**INSTRUCTIONS TO FOLLOW**
Please state how many lines in the records contain the string "every", with no words besides the number.

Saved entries
== Segment start ==

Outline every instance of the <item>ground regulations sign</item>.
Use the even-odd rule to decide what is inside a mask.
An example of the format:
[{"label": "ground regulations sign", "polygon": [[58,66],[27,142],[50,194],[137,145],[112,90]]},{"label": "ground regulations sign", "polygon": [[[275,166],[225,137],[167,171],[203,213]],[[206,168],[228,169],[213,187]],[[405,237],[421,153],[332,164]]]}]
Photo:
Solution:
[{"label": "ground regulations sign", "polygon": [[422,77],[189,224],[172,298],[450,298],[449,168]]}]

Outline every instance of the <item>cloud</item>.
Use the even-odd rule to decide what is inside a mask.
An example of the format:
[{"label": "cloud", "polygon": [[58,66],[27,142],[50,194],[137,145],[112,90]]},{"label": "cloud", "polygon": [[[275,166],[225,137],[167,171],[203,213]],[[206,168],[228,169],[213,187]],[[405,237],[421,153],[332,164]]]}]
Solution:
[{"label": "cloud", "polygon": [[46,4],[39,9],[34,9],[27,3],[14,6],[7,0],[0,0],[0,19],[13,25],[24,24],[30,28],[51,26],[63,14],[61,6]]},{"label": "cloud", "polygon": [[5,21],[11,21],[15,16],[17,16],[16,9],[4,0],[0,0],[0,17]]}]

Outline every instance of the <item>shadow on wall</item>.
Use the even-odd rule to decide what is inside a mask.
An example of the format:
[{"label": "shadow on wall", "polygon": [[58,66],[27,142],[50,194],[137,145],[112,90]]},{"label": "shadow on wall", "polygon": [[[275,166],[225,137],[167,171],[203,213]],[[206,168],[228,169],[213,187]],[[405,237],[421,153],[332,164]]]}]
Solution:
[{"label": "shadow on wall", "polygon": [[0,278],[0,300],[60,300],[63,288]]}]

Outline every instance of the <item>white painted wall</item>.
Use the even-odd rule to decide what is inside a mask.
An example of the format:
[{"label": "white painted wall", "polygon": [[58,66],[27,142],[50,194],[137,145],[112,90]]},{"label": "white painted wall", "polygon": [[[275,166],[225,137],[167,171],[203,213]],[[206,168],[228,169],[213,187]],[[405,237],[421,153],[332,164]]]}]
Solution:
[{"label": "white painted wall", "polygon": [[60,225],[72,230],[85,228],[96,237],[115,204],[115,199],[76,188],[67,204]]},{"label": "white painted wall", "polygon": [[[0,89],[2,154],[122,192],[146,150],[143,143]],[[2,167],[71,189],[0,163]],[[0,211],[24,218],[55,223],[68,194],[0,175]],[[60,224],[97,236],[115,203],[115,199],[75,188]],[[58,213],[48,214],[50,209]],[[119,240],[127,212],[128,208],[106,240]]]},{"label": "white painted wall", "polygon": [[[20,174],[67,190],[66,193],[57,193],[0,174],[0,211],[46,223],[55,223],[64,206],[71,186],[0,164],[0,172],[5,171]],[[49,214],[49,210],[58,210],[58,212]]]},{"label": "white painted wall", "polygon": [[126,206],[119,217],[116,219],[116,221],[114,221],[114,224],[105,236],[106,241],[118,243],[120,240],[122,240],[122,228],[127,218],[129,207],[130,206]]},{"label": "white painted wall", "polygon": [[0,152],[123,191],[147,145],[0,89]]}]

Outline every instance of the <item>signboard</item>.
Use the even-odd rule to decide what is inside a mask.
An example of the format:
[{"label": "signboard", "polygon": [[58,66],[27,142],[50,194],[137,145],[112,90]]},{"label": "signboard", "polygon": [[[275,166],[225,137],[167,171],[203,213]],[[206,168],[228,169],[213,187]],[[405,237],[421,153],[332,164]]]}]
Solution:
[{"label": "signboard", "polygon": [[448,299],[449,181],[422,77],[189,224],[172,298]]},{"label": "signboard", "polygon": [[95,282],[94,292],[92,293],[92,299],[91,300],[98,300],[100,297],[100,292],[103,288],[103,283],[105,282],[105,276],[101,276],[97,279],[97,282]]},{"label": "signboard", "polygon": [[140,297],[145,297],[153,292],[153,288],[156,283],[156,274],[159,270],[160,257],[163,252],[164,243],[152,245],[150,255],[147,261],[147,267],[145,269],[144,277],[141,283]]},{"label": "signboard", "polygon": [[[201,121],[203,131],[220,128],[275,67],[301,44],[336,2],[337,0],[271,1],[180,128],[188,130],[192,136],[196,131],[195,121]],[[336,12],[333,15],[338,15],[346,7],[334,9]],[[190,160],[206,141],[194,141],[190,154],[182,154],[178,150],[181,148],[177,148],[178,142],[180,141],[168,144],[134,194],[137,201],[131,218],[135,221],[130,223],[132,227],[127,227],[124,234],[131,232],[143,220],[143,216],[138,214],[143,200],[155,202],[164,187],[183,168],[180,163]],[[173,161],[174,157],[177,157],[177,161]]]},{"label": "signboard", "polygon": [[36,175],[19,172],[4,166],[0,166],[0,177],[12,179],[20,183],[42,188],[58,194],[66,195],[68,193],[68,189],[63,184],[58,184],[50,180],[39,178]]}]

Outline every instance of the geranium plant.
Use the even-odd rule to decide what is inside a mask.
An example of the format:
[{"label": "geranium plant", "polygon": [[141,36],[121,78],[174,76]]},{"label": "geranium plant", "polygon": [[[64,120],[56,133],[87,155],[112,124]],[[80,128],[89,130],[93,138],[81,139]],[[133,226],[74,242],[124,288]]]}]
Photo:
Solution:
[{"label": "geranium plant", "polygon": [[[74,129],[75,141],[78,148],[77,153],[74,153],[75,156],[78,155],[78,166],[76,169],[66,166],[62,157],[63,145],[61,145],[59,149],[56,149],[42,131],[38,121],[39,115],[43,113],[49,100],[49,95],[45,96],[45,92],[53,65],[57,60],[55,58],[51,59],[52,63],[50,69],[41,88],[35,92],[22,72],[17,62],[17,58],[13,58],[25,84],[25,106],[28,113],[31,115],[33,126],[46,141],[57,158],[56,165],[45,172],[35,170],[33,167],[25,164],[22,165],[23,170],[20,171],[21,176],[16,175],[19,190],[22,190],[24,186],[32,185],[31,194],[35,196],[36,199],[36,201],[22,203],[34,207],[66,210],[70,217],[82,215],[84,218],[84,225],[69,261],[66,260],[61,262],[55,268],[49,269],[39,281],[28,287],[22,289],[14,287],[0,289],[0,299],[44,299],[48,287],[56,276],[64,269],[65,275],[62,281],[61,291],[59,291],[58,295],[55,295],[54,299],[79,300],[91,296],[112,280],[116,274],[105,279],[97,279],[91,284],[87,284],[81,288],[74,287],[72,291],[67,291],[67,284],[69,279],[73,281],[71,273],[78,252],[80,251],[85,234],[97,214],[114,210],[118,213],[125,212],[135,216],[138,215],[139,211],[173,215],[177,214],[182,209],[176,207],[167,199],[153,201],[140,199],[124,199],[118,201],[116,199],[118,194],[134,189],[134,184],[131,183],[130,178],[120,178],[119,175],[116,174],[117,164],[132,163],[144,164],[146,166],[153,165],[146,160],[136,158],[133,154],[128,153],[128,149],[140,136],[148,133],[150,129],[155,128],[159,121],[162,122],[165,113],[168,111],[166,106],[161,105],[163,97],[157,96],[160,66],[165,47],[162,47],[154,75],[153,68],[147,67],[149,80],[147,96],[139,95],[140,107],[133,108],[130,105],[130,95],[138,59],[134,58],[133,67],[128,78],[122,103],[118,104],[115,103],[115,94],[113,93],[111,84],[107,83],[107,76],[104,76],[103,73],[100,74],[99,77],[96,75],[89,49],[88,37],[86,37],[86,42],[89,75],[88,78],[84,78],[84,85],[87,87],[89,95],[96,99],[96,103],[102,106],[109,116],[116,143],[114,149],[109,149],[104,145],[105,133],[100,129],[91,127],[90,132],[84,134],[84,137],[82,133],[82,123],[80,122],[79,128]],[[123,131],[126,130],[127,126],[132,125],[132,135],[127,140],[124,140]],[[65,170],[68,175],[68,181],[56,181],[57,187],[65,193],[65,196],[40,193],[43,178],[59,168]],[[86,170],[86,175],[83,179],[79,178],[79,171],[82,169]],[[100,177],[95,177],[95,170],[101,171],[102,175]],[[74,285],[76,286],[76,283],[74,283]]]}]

== Segment end ==

**REPLY TO THE EXERCISE**
6